• _Work required_
Copy the data exactly.

┏━━

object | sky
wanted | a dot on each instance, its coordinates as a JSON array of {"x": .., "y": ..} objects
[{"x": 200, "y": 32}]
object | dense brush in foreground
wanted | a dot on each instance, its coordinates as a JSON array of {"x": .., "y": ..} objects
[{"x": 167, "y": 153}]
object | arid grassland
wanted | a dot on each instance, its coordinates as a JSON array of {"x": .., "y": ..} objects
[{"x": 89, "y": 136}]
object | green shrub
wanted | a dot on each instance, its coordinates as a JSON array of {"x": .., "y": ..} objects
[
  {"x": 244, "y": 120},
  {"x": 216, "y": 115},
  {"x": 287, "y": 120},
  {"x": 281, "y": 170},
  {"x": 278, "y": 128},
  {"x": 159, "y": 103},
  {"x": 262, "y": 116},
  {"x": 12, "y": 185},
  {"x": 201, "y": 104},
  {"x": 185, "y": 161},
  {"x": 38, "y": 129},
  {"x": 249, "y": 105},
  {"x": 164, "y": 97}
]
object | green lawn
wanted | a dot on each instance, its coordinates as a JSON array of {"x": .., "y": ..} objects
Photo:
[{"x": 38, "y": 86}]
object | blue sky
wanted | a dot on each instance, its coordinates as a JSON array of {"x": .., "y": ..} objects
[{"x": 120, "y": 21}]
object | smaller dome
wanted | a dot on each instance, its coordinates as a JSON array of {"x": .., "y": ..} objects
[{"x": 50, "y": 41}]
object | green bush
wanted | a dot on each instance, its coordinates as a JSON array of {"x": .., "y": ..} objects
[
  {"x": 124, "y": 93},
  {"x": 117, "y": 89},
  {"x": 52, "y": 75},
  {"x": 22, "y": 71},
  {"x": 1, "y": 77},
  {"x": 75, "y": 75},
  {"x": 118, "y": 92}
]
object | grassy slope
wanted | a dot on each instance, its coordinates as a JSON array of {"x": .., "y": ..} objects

┗━━

• _Response to the exercise_
object | sky
wanted | a dot on each instance, its coordinates as a JSON array of {"x": .., "y": ..} objects
[{"x": 200, "y": 32}]
object | dense brush in foreground
wanted | a dot on each instance, its coordinates as a JSON array of {"x": .., "y": ..} objects
[{"x": 167, "y": 153}]
object | arid grassland
wanted | a dot on each instance, its coordinates as a JSON array of {"x": .., "y": ..} objects
[{"x": 89, "y": 136}]
object | green shrub
wanted | a dot on each instance, its coordinates as a JSON array of {"x": .., "y": ..} objects
[
  {"x": 244, "y": 120},
  {"x": 216, "y": 115},
  {"x": 287, "y": 120},
  {"x": 281, "y": 170},
  {"x": 278, "y": 128},
  {"x": 159, "y": 103},
  {"x": 262, "y": 116},
  {"x": 12, "y": 185},
  {"x": 201, "y": 104},
  {"x": 185, "y": 161},
  {"x": 38, "y": 129},
  {"x": 249, "y": 105},
  {"x": 164, "y": 97}
]
object | green lawn
wanted | a dot on each instance, its coordinates as a JSON array of {"x": .., "y": ..} objects
Photo:
[{"x": 38, "y": 86}]
object | blue sky
wanted | a dot on each instance, its coordinates as a JSON array of {"x": .., "y": ..} objects
[{"x": 120, "y": 21}]
object | smaller dome
wanted | a dot on each instance, its coordinates as a JSON array of {"x": .., "y": ..} objects
[{"x": 50, "y": 41}]
object | green bush
wanted | a dot on each instance, its coordinates as a JSON array of {"x": .., "y": ..} objects
[
  {"x": 124, "y": 93},
  {"x": 117, "y": 89},
  {"x": 52, "y": 75},
  {"x": 22, "y": 71},
  {"x": 1, "y": 77},
  {"x": 75, "y": 75},
  {"x": 118, "y": 92}
]
object | grassy slope
wanted | a dot on each instance, its coordinates as a JSON array of {"x": .., "y": ..} objects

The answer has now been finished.